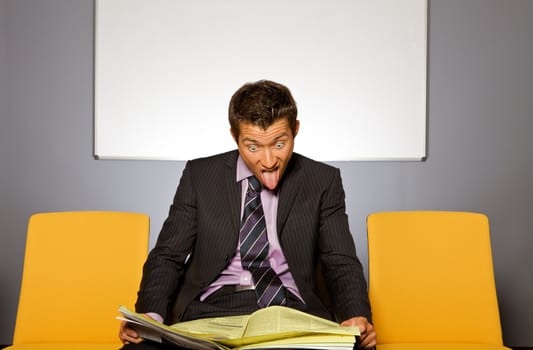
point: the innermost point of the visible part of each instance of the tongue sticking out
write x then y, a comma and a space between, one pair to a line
270, 179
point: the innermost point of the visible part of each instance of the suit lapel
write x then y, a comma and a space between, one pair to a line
233, 190
288, 190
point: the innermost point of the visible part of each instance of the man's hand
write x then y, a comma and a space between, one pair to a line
367, 339
127, 334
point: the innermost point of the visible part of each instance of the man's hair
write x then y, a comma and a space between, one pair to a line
262, 103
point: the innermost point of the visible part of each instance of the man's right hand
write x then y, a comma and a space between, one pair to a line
127, 334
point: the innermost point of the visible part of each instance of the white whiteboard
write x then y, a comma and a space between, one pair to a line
166, 69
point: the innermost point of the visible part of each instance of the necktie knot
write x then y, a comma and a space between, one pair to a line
254, 184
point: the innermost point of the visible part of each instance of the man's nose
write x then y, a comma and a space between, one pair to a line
269, 161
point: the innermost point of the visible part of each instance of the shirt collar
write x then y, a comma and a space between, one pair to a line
242, 170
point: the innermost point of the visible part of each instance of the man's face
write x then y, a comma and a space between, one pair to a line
267, 152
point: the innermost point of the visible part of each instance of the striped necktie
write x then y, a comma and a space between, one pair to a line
254, 249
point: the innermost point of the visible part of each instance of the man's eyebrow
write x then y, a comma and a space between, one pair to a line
282, 135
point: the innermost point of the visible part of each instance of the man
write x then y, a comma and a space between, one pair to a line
201, 265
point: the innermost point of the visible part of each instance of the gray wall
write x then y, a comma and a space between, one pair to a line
479, 115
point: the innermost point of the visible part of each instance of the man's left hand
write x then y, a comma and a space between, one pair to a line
367, 339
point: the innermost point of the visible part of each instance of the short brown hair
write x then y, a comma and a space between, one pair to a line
262, 103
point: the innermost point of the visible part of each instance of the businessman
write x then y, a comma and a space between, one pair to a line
254, 227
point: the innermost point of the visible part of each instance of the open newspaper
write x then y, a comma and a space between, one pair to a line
269, 328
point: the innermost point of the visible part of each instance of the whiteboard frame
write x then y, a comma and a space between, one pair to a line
113, 62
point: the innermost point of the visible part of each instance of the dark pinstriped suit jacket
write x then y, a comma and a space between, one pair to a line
204, 221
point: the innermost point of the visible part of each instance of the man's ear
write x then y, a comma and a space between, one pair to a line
233, 135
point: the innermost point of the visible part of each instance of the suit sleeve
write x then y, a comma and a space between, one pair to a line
342, 268
165, 265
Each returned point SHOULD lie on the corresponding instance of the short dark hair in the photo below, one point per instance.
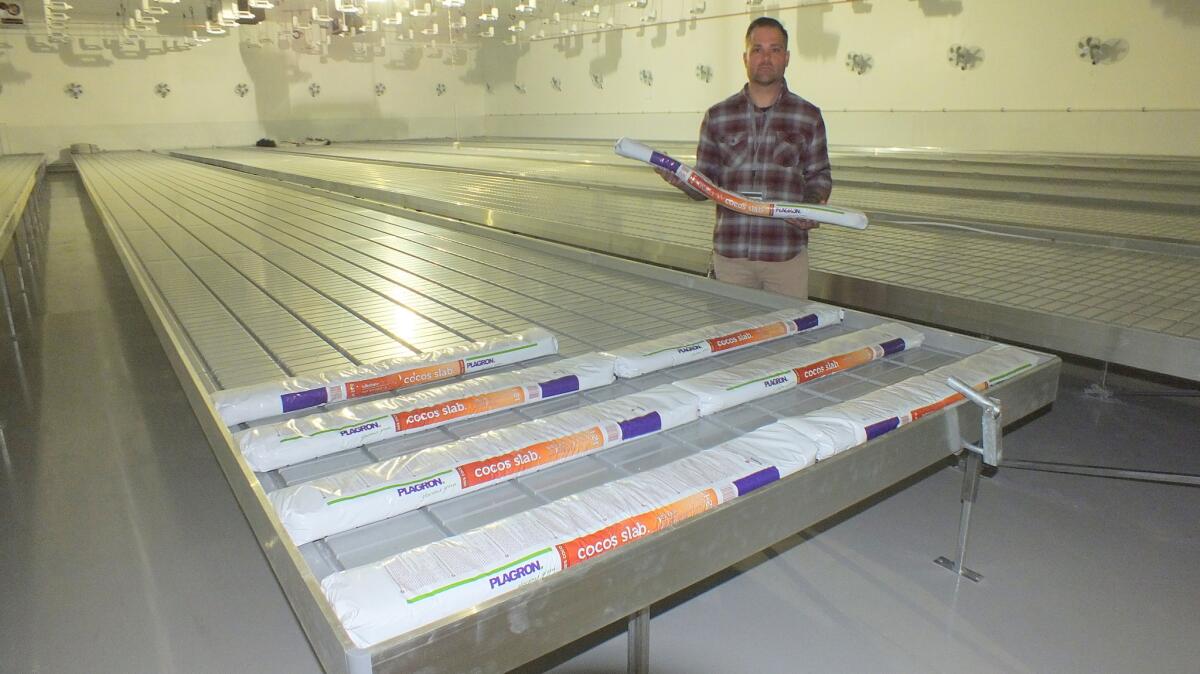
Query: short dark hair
(761, 22)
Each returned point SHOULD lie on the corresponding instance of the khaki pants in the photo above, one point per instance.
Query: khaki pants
(789, 277)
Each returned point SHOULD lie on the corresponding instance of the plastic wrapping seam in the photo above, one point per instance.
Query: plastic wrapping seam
(274, 445)
(402, 593)
(695, 344)
(843, 426)
(784, 371)
(354, 498)
(298, 393)
(631, 149)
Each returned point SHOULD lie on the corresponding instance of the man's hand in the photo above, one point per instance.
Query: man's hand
(671, 178)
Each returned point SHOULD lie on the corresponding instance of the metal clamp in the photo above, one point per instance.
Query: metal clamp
(990, 453)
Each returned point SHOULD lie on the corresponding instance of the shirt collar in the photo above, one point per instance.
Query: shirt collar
(783, 91)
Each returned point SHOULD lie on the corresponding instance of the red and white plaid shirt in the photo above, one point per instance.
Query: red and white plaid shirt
(777, 155)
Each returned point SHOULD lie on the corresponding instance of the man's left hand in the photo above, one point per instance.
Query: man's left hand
(805, 224)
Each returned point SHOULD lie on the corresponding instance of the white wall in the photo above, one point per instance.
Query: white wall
(119, 108)
(1017, 100)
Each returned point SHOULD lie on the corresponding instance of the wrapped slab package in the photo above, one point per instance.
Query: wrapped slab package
(274, 445)
(732, 200)
(396, 595)
(341, 501)
(846, 425)
(297, 393)
(701, 343)
(387, 599)
(353, 498)
(784, 371)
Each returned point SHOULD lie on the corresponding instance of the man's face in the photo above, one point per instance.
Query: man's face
(766, 55)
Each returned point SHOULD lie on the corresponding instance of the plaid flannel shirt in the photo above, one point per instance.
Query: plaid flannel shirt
(779, 154)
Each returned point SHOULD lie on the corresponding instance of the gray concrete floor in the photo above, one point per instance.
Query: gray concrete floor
(123, 549)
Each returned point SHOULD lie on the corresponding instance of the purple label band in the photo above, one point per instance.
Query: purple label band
(568, 384)
(881, 427)
(642, 425)
(755, 480)
(304, 399)
(805, 322)
(660, 160)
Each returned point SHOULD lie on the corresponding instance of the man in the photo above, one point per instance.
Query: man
(769, 144)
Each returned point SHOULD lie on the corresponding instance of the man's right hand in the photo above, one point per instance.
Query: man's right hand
(671, 178)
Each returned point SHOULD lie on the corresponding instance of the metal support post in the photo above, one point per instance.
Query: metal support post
(970, 492)
(640, 642)
(22, 288)
(976, 456)
(7, 302)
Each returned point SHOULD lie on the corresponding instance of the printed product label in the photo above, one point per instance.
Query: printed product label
(934, 407)
(405, 379)
(835, 363)
(745, 337)
(459, 408)
(634, 528)
(529, 457)
(664, 161)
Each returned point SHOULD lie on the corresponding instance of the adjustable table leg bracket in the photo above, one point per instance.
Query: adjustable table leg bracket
(976, 456)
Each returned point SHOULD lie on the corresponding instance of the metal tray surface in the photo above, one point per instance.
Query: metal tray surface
(246, 278)
(1120, 286)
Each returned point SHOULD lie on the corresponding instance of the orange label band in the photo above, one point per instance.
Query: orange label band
(828, 366)
(450, 410)
(729, 199)
(744, 337)
(634, 528)
(529, 457)
(414, 377)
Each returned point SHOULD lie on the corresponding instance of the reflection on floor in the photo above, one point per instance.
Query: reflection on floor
(124, 551)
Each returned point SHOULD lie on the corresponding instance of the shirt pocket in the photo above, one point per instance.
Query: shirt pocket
(735, 150)
(789, 150)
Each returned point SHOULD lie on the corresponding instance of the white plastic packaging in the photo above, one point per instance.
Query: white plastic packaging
(274, 445)
(784, 371)
(400, 594)
(306, 391)
(387, 599)
(850, 423)
(821, 212)
(701, 343)
(353, 498)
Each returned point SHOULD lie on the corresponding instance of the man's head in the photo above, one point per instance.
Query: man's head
(766, 56)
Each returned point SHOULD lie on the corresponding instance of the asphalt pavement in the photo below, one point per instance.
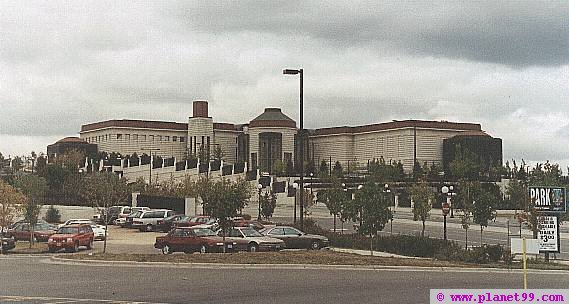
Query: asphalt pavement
(38, 280)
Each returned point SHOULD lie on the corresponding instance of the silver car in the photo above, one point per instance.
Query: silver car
(147, 220)
(249, 239)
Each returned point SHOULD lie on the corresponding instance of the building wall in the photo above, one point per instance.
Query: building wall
(134, 140)
(287, 140)
(395, 145)
(227, 140)
(199, 129)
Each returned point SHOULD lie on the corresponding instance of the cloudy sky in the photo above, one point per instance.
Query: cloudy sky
(504, 65)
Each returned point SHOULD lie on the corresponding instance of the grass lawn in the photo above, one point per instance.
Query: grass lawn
(322, 257)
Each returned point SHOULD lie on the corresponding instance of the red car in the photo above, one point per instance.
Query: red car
(70, 237)
(188, 240)
(21, 232)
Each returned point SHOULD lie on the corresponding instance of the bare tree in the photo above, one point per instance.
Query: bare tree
(35, 188)
(10, 206)
(104, 190)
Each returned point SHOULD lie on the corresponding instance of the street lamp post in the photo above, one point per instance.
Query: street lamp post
(388, 191)
(260, 187)
(301, 145)
(445, 209)
(295, 186)
(451, 193)
(151, 159)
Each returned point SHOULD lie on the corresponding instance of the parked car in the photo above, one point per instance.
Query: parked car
(249, 239)
(148, 219)
(295, 238)
(255, 224)
(71, 237)
(21, 231)
(166, 224)
(116, 212)
(98, 230)
(188, 240)
(7, 243)
(193, 221)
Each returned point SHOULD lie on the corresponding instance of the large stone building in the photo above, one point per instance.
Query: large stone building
(273, 136)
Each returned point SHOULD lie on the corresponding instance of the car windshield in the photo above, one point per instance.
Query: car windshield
(135, 214)
(250, 232)
(44, 227)
(204, 232)
(68, 230)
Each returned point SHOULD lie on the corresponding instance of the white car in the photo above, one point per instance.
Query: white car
(98, 230)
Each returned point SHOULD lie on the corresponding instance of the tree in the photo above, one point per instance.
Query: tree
(323, 170)
(34, 188)
(423, 197)
(268, 204)
(373, 203)
(483, 210)
(17, 164)
(103, 190)
(222, 199)
(334, 198)
(10, 206)
(337, 171)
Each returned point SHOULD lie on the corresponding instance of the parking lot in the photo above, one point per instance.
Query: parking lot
(123, 240)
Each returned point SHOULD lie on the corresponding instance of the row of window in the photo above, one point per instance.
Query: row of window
(101, 138)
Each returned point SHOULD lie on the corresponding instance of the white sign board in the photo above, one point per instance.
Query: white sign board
(532, 246)
(548, 233)
(550, 199)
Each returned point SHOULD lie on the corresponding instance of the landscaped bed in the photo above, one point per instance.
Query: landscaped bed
(322, 257)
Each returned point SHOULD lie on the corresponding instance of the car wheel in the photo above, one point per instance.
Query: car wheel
(166, 250)
(315, 245)
(253, 247)
(75, 247)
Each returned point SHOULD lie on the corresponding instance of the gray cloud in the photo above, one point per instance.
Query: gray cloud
(514, 33)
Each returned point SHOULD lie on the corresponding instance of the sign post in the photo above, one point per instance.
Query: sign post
(548, 202)
(445, 208)
(525, 247)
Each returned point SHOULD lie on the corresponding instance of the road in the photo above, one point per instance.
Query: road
(37, 280)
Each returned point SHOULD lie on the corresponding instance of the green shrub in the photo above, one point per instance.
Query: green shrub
(52, 215)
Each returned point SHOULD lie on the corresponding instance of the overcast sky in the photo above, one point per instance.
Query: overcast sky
(501, 64)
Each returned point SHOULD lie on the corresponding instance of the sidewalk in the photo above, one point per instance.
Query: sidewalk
(375, 253)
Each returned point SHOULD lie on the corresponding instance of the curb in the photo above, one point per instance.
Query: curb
(65, 261)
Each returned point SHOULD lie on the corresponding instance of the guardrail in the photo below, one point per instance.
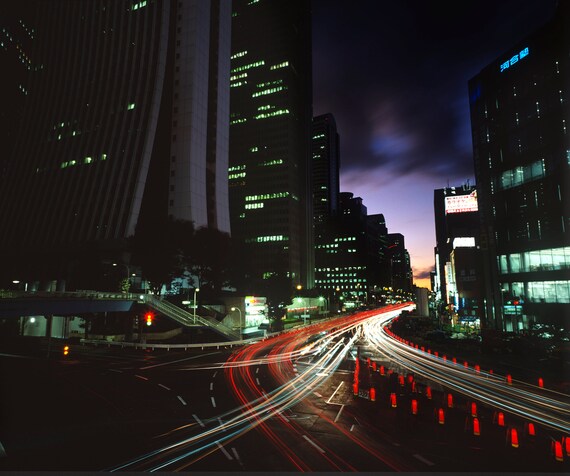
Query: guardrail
(152, 346)
(187, 319)
(7, 294)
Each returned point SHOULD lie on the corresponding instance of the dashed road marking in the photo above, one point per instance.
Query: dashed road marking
(199, 421)
(338, 414)
(181, 360)
(314, 444)
(229, 456)
(334, 393)
(423, 460)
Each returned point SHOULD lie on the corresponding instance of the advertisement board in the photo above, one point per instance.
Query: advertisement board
(461, 203)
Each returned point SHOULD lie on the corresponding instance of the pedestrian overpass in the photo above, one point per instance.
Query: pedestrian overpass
(16, 304)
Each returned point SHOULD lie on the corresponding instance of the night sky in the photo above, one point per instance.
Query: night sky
(394, 74)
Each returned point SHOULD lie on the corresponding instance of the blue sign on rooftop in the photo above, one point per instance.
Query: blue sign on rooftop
(514, 59)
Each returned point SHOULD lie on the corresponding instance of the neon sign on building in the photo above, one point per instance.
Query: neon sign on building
(514, 59)
(461, 203)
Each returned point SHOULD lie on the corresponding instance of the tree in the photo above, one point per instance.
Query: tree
(158, 248)
(207, 257)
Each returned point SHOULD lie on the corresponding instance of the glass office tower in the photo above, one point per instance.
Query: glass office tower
(270, 131)
(520, 121)
(127, 117)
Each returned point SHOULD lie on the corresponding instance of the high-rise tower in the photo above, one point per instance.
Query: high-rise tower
(270, 130)
(520, 122)
(127, 118)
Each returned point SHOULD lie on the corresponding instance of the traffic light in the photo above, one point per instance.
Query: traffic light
(149, 318)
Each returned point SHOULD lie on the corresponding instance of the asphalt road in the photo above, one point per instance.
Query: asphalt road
(99, 408)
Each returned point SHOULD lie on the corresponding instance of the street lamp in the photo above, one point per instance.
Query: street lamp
(238, 310)
(196, 290)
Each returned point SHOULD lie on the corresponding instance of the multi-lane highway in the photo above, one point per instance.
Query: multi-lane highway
(283, 403)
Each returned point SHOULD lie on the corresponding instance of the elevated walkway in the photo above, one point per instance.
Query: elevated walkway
(15, 304)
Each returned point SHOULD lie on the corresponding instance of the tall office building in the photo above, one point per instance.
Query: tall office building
(270, 131)
(325, 158)
(127, 118)
(17, 35)
(520, 121)
(458, 274)
(401, 266)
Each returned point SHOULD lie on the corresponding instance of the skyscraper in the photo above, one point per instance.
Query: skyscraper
(127, 118)
(325, 159)
(520, 124)
(17, 25)
(270, 130)
(458, 275)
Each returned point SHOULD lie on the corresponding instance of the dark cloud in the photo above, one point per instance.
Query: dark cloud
(394, 74)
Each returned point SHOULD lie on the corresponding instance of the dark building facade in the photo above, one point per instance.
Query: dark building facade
(456, 226)
(270, 141)
(401, 267)
(520, 119)
(127, 118)
(17, 35)
(342, 251)
(325, 159)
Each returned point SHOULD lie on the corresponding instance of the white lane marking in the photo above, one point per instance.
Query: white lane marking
(423, 460)
(180, 360)
(234, 451)
(229, 456)
(338, 414)
(334, 393)
(314, 444)
(199, 421)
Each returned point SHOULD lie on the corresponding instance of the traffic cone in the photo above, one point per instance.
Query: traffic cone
(476, 427)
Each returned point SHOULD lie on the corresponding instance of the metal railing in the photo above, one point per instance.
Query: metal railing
(187, 319)
(152, 346)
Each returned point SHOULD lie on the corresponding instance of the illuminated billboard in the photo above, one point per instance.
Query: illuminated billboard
(461, 203)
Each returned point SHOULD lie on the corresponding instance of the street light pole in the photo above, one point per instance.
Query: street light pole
(240, 320)
(196, 290)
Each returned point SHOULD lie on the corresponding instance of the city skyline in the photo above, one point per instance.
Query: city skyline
(402, 111)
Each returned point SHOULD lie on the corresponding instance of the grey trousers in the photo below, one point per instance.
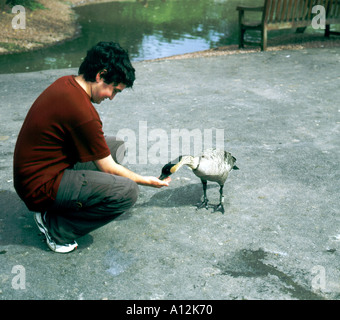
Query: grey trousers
(87, 199)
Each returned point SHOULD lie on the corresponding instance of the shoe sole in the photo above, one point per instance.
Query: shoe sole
(50, 243)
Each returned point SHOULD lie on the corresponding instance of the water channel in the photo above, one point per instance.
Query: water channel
(159, 29)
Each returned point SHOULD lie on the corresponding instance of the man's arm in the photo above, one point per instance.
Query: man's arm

# # # # # # #

Set task
Turn everything from the line containing "of the water" down to the end of the entries into a numbered list, leaving out any blank lines.

The output
1. Each returned point SHOULD lie on the corresponding instance of the water channel in the photo above, one point per instance.
2. Query: water channel
3. (159, 29)
4. Each returned point SHOULD lie on the corresponding instance of the man's arm in the photo above, one point per instance.
5. Query: man's arm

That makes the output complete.